*Instruction*. Count how many lines of the following data contain the string "below", with case mattering. Reply with the number alone.

Position identification records:
++++++++

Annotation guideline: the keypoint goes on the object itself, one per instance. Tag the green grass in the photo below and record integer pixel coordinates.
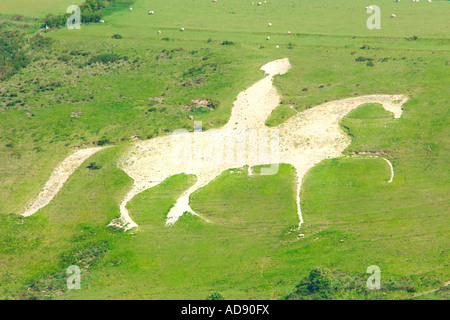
(353, 217)
(36, 8)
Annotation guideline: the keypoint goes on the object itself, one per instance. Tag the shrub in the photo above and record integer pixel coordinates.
(215, 296)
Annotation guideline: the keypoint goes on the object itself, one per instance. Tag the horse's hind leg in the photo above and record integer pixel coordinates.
(125, 220)
(182, 204)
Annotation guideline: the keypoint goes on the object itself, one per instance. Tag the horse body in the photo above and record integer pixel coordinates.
(303, 141)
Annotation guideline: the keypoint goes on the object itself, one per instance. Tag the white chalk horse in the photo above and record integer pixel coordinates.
(303, 141)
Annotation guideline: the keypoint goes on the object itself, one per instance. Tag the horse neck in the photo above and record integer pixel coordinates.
(254, 105)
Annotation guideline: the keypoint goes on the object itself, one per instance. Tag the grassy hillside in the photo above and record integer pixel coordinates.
(83, 88)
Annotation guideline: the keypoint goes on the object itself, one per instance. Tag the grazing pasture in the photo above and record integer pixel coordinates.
(90, 87)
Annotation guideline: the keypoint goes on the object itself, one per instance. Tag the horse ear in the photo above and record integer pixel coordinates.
(395, 105)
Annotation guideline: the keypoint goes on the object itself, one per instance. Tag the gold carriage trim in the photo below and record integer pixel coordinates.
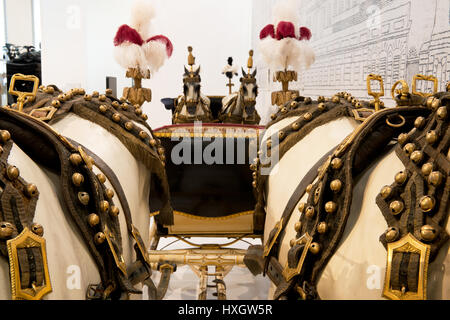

++++++++

*Solution for this task*. 2